[Metin]
CUMHURİYET ve DEMOKRASİ (15)   

          Bu konuyu, bu yazı dizisi boyunca uzattığımız sanılabilir.

          Oysa Cumhuriyet’imizin yüzüncü yılı gibi tarihsel bir dönüm noktasında, ne Cumhuriyet ve ne de kurucu iradesi olan Mustafa Kemal gereği gibi işlenmiştir diyoruz.

          O nedenle, sıradan yurttaşlarımız olduğu kadar ve onlardan daha fazla, Cumhuriyet’i anlatmak konumunda olan akademisyen, aydın, entelektüel vb kesimlere de Cumhuriyet’i anlatmak gerektiğini ileri sürüyoruz.

          İddia ediyorum, bu konuda söz söyleme yetkinliğine sahip insan (compétent)  sayısının Türkiye’de bir elin parmaklarını geçmediği apaçık ortaya çıkmış bulunmaktadır.

          Oysa, örneğin Fransız Devrimi’nin İki yüzüncü yıl kutlamaları sırasında, Devrim’le yani Cumhuriyet’le ilgili Fransızca ve yabancı dillerde iki yüzün üzerinde bilimsel çalışma yayımlanmıştır.

          Bunlardan birinde, Hobsbawm, Devrimin tarihi değil ama, onun algılanış ve yorumlanışının tarihi ve son iki yüzyıla bıraktığı iz (ve miras) konusunda yeterli yayın yapılmadığından yakınacaktır (1).

[Verilen görev 1] Kayıtlarda "water" kelimesinin geçtiği satır sayısını belirtin ve yalnızca sayıyı yazın. Büyük ve küçük harf ayrımı dikkate alınmalıdır.

(Görüntü etiketleme verileri)
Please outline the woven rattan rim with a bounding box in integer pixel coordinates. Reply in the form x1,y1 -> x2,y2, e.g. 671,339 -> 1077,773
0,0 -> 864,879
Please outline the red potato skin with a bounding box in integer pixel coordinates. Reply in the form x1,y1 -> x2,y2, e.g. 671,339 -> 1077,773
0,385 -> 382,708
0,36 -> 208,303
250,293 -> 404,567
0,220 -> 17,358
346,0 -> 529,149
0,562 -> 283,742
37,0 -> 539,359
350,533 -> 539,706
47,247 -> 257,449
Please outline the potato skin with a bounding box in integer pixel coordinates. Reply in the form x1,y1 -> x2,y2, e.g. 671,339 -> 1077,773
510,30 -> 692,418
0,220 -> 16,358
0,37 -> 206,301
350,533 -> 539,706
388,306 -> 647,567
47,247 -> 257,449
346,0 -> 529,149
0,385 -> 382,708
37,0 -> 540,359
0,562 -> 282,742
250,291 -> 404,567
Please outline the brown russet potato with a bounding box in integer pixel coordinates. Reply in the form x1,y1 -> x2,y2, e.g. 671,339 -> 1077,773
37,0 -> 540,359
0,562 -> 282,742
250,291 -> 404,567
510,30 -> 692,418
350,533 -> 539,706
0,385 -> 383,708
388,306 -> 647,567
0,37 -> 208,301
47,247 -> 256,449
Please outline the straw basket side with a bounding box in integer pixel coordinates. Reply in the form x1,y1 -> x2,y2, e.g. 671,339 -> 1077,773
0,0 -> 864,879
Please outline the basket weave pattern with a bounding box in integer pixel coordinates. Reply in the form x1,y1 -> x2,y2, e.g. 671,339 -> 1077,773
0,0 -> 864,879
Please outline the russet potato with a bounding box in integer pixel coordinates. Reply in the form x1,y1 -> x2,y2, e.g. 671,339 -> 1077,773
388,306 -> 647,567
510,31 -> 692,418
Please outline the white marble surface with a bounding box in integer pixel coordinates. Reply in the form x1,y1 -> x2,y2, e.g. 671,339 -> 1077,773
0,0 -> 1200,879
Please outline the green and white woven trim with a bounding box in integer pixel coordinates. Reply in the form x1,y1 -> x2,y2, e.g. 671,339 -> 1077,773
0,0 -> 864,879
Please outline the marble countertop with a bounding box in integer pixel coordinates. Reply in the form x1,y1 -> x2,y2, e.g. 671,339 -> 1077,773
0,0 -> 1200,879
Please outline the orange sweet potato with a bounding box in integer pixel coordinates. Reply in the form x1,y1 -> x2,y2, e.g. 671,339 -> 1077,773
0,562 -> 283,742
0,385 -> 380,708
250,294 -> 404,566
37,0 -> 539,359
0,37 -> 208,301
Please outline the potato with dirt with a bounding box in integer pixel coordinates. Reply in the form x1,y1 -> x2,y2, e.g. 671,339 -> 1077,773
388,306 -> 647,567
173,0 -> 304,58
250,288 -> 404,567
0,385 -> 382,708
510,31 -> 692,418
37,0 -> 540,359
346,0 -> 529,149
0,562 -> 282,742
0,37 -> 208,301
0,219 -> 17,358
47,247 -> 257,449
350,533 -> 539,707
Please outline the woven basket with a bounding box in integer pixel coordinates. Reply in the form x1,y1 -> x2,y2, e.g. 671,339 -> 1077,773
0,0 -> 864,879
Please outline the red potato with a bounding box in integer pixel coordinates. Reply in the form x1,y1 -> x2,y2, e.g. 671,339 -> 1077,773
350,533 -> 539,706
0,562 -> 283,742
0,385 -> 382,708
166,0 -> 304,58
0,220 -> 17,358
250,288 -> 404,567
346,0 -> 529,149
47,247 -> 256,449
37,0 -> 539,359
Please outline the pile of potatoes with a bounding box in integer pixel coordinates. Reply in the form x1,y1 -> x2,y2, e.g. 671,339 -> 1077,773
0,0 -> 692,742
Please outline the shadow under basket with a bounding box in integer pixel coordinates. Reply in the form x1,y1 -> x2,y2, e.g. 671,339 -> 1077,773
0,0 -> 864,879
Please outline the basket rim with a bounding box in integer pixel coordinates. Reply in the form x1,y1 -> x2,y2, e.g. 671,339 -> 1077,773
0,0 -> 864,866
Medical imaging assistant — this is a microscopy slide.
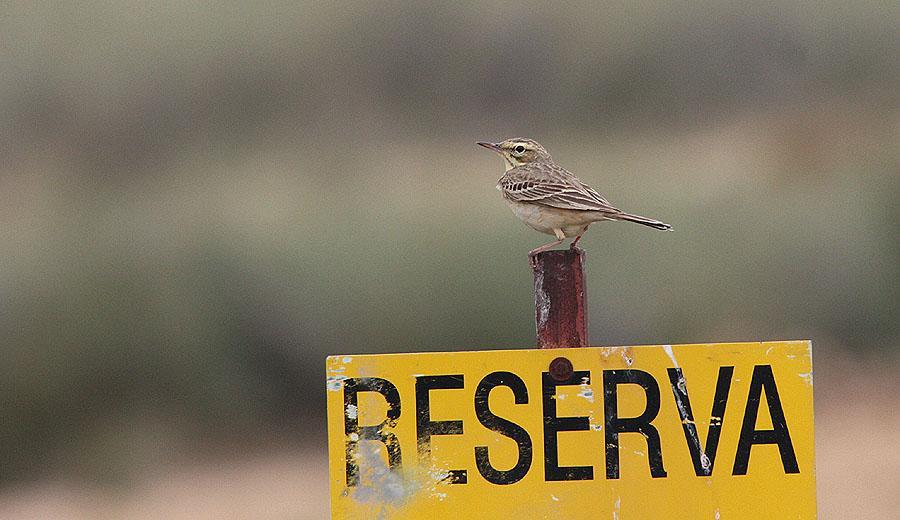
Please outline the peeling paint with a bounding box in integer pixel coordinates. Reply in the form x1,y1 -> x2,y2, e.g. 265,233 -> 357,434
325,375 -> 347,392
600,347 -> 634,366
663,345 -> 678,368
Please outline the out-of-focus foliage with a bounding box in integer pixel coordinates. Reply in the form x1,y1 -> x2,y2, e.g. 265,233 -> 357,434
0,2 -> 900,484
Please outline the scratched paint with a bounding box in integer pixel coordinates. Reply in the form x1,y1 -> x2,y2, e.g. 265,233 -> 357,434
326,342 -> 815,520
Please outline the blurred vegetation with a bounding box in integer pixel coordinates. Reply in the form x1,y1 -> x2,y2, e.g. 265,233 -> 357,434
0,1 -> 900,485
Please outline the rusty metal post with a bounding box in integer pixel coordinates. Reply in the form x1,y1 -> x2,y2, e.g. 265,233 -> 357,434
533,248 -> 588,348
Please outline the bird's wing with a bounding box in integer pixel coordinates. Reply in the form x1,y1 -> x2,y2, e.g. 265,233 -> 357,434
497,164 -> 619,213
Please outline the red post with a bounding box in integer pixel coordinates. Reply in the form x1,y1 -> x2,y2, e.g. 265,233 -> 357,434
534,249 -> 587,348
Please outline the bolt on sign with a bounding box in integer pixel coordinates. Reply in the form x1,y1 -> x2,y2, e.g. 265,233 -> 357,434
327,341 -> 816,520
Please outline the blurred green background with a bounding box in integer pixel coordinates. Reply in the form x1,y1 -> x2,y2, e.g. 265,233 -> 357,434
0,1 -> 900,518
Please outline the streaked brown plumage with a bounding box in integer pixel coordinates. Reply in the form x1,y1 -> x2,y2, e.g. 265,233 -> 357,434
478,138 -> 672,256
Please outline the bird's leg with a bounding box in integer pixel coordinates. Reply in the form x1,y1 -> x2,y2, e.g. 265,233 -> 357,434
569,224 -> 590,249
528,229 -> 566,267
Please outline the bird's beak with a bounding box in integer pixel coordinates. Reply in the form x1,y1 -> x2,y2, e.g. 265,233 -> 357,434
475,141 -> 500,153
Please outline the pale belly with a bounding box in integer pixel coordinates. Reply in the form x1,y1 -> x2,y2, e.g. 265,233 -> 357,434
506,200 -> 606,237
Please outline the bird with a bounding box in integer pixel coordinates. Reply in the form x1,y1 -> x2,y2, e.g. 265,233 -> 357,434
476,137 -> 672,265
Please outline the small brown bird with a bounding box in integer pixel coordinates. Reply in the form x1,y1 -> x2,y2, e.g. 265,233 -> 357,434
476,137 -> 672,259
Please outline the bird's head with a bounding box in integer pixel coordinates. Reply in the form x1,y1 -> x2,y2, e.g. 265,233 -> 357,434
477,137 -> 550,171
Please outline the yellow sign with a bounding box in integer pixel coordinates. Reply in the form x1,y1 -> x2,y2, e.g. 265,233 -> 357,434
327,341 -> 816,520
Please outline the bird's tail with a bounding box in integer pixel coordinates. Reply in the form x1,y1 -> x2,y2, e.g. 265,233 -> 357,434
614,213 -> 672,231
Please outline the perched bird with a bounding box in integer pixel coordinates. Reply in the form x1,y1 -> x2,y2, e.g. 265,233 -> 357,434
476,137 -> 672,259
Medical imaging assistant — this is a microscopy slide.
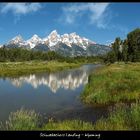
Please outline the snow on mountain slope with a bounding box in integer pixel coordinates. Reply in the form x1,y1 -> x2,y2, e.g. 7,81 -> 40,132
4,30 -> 96,50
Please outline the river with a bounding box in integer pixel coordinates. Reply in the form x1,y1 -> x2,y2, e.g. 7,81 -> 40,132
0,64 -> 107,122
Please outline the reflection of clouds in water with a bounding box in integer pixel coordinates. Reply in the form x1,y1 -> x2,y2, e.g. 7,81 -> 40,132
11,69 -> 88,93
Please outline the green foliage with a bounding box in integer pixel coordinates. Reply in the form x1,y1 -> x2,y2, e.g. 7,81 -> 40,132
104,28 -> 140,63
0,108 -> 40,130
0,102 -> 140,130
0,61 -> 81,77
81,63 -> 140,104
43,120 -> 94,130
0,47 -> 102,63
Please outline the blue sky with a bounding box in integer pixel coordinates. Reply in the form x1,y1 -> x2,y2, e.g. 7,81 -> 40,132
0,3 -> 140,44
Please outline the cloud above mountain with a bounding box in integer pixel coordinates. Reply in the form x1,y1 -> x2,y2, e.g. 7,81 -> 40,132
1,3 -> 42,15
62,3 -> 109,28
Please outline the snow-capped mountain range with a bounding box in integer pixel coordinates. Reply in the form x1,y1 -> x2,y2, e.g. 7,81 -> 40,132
1,30 -> 110,56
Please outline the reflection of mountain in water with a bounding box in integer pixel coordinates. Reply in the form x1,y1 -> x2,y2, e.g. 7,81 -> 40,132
11,66 -> 94,93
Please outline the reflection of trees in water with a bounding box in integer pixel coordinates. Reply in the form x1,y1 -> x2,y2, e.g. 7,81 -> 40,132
10,68 -> 92,93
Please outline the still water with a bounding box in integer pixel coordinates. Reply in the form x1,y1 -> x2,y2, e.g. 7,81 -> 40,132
0,64 -> 107,122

[Verilen görev 2] Metinde Cumhuriyet'i anlatmak konumunda olan kesimler olarak adı tek tek sayılanları sıralayın.

[Yanıt 1] 4

[Yanıt 2] akademisyen, aydın, entelektüel